Many have noted how the world and all in it is knowable in any molecule – or person or his or her stories. The joys associated with finding the macro in all micros has fueled the museum world and our sense of history, especially here in the Hudson Valley where the repercussions of things seemingly hyperlocal have a tendency to reveal whole worlds of influence and cascading understanding.
Each year, the Thomas Cole House up in Catskill hosts a major, elegantly curated exhibit that, while small and concise, expands the world that the small museum with a big reach covers in the great Hudson River School painter’s scenic home, Cedar Grove. Combined with Olana, the Frederic Church home directly across the river in Columbia County, what results can have the force of ageless epiphanies – especially when combined with the sort of enlightened academic lectures that the Cole House presents each year.

#### Data provided
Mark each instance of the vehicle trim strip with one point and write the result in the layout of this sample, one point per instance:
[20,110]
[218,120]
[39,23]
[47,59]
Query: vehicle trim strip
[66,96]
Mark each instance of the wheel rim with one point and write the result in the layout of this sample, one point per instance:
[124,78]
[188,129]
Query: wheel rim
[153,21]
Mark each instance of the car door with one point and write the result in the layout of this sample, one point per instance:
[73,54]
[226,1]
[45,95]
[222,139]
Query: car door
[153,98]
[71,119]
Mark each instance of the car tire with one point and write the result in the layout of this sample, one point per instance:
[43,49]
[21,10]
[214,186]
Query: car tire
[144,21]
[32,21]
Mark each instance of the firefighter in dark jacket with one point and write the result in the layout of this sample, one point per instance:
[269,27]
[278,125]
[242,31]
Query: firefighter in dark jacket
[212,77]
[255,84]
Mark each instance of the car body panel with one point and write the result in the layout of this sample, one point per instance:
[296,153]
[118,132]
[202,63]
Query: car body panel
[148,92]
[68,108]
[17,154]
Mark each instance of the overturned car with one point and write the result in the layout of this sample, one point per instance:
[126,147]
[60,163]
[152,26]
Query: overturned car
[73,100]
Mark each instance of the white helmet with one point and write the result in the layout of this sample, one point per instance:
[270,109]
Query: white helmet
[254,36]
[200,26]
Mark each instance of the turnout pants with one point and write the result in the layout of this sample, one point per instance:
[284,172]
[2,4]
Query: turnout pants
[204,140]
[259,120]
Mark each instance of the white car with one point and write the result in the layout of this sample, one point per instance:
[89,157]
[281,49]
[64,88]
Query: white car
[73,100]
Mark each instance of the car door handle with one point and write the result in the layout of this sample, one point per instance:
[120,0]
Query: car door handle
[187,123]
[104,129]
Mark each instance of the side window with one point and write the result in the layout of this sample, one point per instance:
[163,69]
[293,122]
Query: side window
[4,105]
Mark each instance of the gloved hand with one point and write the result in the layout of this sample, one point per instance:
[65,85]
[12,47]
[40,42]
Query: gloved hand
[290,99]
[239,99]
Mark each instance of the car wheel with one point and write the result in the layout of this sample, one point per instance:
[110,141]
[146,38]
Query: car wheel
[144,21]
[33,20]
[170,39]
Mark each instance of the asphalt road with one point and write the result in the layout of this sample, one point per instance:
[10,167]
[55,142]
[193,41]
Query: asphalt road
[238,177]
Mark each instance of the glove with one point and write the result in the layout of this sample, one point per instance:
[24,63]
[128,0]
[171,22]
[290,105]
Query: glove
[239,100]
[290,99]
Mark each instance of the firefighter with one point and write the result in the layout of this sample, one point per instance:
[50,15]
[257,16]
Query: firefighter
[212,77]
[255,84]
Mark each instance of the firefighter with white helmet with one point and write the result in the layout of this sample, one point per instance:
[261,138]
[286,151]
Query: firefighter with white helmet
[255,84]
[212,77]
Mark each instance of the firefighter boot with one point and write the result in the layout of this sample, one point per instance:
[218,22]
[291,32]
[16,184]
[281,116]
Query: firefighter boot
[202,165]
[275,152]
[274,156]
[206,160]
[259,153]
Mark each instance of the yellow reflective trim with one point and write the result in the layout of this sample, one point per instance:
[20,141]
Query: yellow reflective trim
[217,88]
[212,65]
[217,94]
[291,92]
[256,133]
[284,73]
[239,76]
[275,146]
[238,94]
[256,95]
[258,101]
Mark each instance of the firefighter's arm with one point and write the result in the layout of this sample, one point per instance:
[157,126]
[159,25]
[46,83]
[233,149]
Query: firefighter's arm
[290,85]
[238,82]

#### Stated task
Continue the piece on the Thomas Cole House and Hudson Valley museums from its last sentence.

#### Output of the task
This weekend, John Wilmerding, professor of American Art emeritus at Princeton University, longtime visiting curator at the Metropolitan Museum of Art and former senior curator and deputy director of the National Gallery of Art in Washington, will be giving a curator’s talk about that new show at Cedar Grove, “Master, Mentor, Master: Thomas Cole & Frederic Church,” which explores and finds new meaning in the relationship between the area’s two best-known practitioners of the Hudson River School of painting. Because of Professor Wilmerding’s renown as a trustee of the Guggenheim Museum, the new Crystal Bridges Museum of American Art in Arkansas and the Wyeth Foundation for American Art, as well as for his appointment by President Obama to the Committee for the Preservation of the White House, the free afternoon lecture will be taking place in the Arts Center Theater of the Columbia/Greene Community College in Hudson on Sunday, May 18, with a reception and free tour of the new exhibit that he has curated at Cedar Grove following.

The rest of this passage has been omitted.